● Excerpt to read:
=======

Reality, 250 mt away

I'm looking for a new flat to move into. Good part of my family either laughs or wonders at the notion that, after spending almost an year refurbishing my current flat, I am looking forward starting the cycle from scratch.

I have a full list of requirements, first and foremost location. I don't want to move too far away from my neighbourhood. I like it a lot. It's close to green areas, city centre is barely 10 minutes away. Houses were build in a time where building regulations were not planned with Hobbits in mind, so none of my friends can reach the ceiling if they stretch their arms.
Above all, I love the feeling of belonging in this small "village".
Yeah, we got the Chinese hairdresser, the Egyptian kebab, the Romanian grocery store, but it still feels like a village.
There are two places in 300 meter span you can play boules, people will chat with you in the shops, in the supermarket, at the bus stop. I don't know that many people, yet I feel I know them all. I "know" the people I'll meet in my daily routine, the women at the supermarket cashier, the owner of the kids bookshop downstairs, the girl of the tattoo parlour across the street. I think it's a good life the one I'm building in this small area of my hometown: a life that moves on, alongside the lives on many other fellow humans. People get married, people split up, somebody has a baby, somebody else passes away. Life being life, essentially.

=======

● Material shown:
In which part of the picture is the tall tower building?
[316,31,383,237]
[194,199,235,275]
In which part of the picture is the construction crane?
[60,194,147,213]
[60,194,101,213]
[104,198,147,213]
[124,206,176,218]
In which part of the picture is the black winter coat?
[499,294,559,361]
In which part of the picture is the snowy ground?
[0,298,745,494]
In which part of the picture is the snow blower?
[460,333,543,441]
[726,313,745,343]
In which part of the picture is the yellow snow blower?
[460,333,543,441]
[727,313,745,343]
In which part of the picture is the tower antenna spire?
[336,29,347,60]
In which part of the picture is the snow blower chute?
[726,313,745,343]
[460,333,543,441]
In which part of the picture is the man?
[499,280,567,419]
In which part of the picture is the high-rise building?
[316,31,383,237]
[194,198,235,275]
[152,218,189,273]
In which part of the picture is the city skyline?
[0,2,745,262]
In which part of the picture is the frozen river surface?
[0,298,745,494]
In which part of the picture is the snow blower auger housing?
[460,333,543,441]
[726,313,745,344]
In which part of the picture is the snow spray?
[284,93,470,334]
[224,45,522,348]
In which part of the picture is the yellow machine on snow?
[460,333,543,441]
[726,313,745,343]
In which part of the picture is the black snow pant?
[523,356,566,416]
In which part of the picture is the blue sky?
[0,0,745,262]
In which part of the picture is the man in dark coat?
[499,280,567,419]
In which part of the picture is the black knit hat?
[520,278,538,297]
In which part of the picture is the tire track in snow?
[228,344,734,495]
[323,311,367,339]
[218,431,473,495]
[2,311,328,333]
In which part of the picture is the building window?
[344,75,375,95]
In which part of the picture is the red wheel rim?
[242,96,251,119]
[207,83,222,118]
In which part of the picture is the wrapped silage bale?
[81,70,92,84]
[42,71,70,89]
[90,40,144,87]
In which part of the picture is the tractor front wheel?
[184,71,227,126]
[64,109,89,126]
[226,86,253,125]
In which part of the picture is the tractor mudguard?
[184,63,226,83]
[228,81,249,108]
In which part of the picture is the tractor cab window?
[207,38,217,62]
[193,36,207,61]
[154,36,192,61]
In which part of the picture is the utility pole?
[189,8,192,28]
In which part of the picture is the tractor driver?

=======

● Actions to take:
(a) In the text about flat hunting, print the stretch from "There are two" through "being life, essentially.".
(b) According to the text about flat hunting, how far away is the city centre?
(c) Using the text about flat hunting, explain why the writer does not want to move too far from the current neighbourhood.

● Results by task:
(a)
There are two places in 300 meter span you can play boules, people will chat with you in the shops, in the supermarket, at the bus stop. I don't know that many people, yet I feel I know them all. I "know" the people I'll meet in my daily routine, the women at the supermarket cashier, the owner of the kids bookshop downstairs, the girl of the tattoo parlour across the street. I think it's a good life the one I'm building in this small area of my hometown: a life that moves on, alongside the lives on many other fellow humans. People get married, people split up, somebody has a baby, somebody else passes away. Life being life, essentially.

(b) Barely 10 minutes away.

(c) The writer likes the neighbourhood a lot: it is close to green areas, the city centre is barely 10 minutes away, and the houses have high ceilings. Above all, the writer loves the feeling of belonging in this small "village."